- **What the exercise asks**
Reproduce the data below word for word, keeping every line unchanged and in its original order.

- **Data provided**

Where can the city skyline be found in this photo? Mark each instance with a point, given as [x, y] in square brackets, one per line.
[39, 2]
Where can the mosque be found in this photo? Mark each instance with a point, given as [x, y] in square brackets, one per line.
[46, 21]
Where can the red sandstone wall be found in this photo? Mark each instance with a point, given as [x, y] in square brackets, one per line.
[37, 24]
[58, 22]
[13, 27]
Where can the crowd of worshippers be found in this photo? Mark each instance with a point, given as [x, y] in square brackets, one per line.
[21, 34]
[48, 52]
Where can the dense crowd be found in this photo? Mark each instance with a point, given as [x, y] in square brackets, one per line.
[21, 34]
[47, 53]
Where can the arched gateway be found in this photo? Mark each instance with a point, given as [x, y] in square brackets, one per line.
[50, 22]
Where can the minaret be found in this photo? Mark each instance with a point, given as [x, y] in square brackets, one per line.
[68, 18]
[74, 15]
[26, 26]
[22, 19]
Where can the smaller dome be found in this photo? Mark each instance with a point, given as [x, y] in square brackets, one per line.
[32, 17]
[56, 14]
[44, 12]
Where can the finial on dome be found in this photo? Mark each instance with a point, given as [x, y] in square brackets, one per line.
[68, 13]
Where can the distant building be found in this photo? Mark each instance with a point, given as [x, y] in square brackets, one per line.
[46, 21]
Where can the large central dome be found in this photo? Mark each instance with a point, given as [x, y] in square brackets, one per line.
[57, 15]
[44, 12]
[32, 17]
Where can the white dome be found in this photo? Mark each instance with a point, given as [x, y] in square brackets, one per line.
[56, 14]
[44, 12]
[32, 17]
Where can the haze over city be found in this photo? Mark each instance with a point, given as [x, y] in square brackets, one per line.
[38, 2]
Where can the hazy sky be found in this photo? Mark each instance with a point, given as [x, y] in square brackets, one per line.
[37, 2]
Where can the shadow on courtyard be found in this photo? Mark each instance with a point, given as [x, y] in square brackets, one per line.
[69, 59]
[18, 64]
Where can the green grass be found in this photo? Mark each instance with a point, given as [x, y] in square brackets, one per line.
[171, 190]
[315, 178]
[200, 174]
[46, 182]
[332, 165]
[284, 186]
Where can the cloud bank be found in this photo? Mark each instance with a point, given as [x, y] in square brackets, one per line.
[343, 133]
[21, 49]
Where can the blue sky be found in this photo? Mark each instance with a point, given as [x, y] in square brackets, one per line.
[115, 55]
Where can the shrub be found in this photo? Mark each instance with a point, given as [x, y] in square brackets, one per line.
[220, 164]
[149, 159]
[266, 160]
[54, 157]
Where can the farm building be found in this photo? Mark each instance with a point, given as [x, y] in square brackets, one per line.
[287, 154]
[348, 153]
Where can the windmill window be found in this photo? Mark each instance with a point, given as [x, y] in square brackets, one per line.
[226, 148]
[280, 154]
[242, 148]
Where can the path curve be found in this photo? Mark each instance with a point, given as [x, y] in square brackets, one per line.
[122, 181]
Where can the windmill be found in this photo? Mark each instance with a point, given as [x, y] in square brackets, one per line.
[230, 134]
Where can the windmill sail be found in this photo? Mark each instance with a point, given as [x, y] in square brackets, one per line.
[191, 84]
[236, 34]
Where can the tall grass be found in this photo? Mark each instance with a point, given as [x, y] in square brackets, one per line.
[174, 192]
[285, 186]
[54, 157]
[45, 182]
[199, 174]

- **Expected answer**
Where can the city skyline be found in this photo? Mark each instance with a point, given as [x, y] in square brackets, one per line.
[39, 2]
Where can the mosque be found in this photo? Mark each instance with a point, given as [x, y] in square brackets, one per line.
[46, 21]
Where can the red sandstone wall be found in this photo? Mark each instance with a point, given as [x, y] in square brackets, one per line.
[37, 24]
[58, 22]
[13, 27]
Where can the crowd of worshippers be found in this photo? Mark each instance with a point, given as [x, y] in square brackets, one per line.
[21, 34]
[48, 52]
Where can the dense crowd be found in this photo? Mark each instance with a point, given as [x, y] in square brackets, one per line.
[21, 34]
[47, 53]
Where can the arched gateway be found in this photo? Mark each instance with a point, given as [x, y] in square brackets, one per line.
[50, 22]
Where can the minaret be found in this photo? Mark each instance with a point, given as [x, y] in square brackets, one per line.
[68, 18]
[74, 15]
[26, 26]
[22, 19]
Where can the smaller dome be found in this photo? Mark each instance with a point, given as [x, y] in square brackets, one per line.
[32, 17]
[56, 14]
[44, 12]
Where can the finial on dome be found in this photo? Mark each instance with a point, given as [x, y] in square brackets, one per line.
[68, 13]
Where can the distant building be found in this photo? Mark each instance with a point, given as [x, y] in square brackets, one per line.
[46, 21]
Where can the large central dome be found in this photo? Mark each instance with a point, given as [x, y] in square brackets, one per line.
[57, 15]
[44, 12]
[32, 17]
Where can the white dome be found in this photo? Mark each instance with a point, given as [x, y] in square brackets, one per line.
[56, 14]
[44, 12]
[32, 17]
Where can the haze over city be found in this photo? Mark each instance with a point, given as [x, y] in square brackets, one per line.
[38, 2]
Where can the hazy sky be found in this photo? Mark each instance with a point, given as [x, y] in square brackets, one per line.
[37, 2]
Where can the shadow on courtyard be found in this photo? Mark each instance with a point, given as [x, y] in square brackets, one per line.
[69, 59]
[18, 64]
Where can the green grass be found in this photo? Mark each instance with a point, given as [x, y] in square brackets, one per line.
[171, 190]
[315, 178]
[200, 174]
[46, 182]
[332, 165]
[284, 186]
Where can the cloud bank be found in this photo? Mark each instance with a point, given as [x, y] in square brackets, one per line.
[343, 133]
[21, 49]
Where can the blue sky be found in this photo? Mark each instance with a point, given as [x, y] in square brackets, one per line.
[115, 55]
Where can the shrub be found in this photo? Mark each instance with a point, given as [x, y] in square brackets, one per line.
[220, 164]
[149, 159]
[266, 160]
[54, 157]
Where can the farm building be found in this photo? Mark each instance with a point, given as [x, y] in square brackets, one per line.
[287, 154]
[348, 153]
Where can the windmill window be found in this photo? Mark each instance with a point, given as [x, y] in square brackets, one per line.
[226, 148]
[280, 154]
[242, 148]
Where can the path curve be found in this photo? Mark each instance with a point, given as [x, y] in square brackets, one per line.
[122, 181]
Where can the windmill be found in this photo? Mark each instance with a point, given as [x, y] in square brackets, one per line.
[230, 134]
Where can the windmill sail be found in this photo? Mark each instance with a point, given as [x, y] in square brackets, one per line.
[191, 84]
[236, 34]
Where can the tall grass be found in this photo? Mark each instance with a point, given as [x, y] in square brackets, one per line.
[174, 192]
[285, 186]
[54, 157]
[45, 182]
[199, 174]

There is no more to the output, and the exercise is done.